Atividades:
1. Enumere todos os tipos de infraestrutura citados como exemplo no texto sobre megaprojetos.
2. Segundo o texto sobre megaprojetos, que parcela do PIB mundial representa a despesa anual nesses projetos?
3. Extraia do texto sobre megaprojetos o trecho entre "A despesa em" e "lições do passado.", ambos incluídos.

WASHINGTON, DC – Parece que estamos a entrar numa nova era de megaprojectos em que os países, em especial os do G20, incentivam o sector privado a investir fortemente em infra-estruturas que custam vários milhões de dólares (se não milhares de milhões, ou mesmo biliões), como gasodutos, barragens, sistemas hídricos, redes eléctricas e redes rodoviárias.
A despesa em megaprojectos eleva-se já a cerca de 6 a 9 biliões de dólares por ano, ou seja, cerca de 8% do PIB mundial, o que a torna “o maior boom de investimentos da história da humanidade”. Além disso, a geopolítica, a procura do crescimento económico, de novos mercados e de recursos naturais está a canalizar ainda mais financiamento para projectos de infra-estruturas de grande dimensão. No pico desta explosão potencialmente sem precedentes de tais projectos, os líderes e os credores mundiais parecem ser relativamente alheios às onerosas lições do passado.

Material apresentado:

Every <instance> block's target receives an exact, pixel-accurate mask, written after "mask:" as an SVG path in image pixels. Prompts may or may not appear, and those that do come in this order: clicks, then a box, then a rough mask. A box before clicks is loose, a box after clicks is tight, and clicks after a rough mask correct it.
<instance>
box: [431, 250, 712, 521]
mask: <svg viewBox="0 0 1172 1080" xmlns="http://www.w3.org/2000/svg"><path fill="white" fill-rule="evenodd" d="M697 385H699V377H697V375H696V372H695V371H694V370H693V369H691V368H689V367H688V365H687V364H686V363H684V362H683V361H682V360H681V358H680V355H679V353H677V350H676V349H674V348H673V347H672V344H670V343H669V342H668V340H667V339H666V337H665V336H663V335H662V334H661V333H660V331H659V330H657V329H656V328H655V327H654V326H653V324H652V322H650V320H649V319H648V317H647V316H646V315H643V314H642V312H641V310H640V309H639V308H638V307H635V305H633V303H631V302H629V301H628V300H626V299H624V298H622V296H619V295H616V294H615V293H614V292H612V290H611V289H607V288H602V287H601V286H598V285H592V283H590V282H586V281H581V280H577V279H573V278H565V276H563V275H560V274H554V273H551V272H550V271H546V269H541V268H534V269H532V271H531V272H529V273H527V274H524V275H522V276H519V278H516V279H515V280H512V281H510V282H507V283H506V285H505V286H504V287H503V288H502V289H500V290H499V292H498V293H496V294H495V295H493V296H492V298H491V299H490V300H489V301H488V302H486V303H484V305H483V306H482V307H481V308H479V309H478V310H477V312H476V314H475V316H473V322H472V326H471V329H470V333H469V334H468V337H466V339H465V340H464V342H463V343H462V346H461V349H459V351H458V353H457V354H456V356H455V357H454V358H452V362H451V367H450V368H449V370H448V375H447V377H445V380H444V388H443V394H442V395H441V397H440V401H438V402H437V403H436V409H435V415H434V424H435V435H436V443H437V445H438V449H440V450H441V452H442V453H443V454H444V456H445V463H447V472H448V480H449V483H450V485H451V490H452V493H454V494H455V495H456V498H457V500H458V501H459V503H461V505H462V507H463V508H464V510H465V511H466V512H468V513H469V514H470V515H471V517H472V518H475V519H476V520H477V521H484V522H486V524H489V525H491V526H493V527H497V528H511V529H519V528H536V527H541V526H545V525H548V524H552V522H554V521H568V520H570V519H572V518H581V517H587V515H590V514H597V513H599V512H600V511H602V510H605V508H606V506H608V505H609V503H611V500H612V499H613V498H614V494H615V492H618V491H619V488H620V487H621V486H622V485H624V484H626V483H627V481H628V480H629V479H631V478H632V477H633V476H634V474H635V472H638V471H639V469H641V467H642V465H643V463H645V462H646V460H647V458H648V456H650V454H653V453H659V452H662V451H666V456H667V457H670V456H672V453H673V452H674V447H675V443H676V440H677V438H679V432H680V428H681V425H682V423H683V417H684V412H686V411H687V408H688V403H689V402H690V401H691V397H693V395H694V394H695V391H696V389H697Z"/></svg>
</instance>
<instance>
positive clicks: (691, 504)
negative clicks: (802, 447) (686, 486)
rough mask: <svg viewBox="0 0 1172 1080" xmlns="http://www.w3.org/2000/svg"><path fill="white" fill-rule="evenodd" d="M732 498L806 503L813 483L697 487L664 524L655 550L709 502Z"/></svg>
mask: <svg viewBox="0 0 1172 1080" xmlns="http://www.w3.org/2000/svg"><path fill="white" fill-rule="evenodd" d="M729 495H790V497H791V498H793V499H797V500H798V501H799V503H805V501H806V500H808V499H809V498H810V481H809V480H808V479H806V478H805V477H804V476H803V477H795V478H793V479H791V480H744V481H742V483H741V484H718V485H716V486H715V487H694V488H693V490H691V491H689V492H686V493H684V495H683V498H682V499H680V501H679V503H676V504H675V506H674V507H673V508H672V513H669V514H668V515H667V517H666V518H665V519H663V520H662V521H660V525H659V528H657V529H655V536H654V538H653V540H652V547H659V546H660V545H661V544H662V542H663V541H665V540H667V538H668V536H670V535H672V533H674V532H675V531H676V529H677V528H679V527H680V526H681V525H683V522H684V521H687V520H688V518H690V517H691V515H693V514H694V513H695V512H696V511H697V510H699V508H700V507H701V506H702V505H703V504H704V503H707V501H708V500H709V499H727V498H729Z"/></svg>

Soluções:
1. Gasodutos, barragens, sistemas hídricos, redes eléctricas e redes rodoviárias.

2. Representa cerca de 8% do PIB mundial.

3.
A despesa em megaprojectos eleva-se já a cerca de 6 a 9 biliões de dólares por ano, ou seja, cerca de 8% do PIB mundial, o que a torna “o maior boom de investimentos da história da humanidade”. Além disso, a geopolítica, a procura do crescimento económico, de novos mercados e de recursos naturais está a canalizar ainda mais financiamento para projectos de infra-estruturas de grande dimensão. No pico desta explosão potencialmente sem precedentes de tais projectos, os líderes e os credores mundiais parecem ser relativamente alheios às onerosas lições do passado.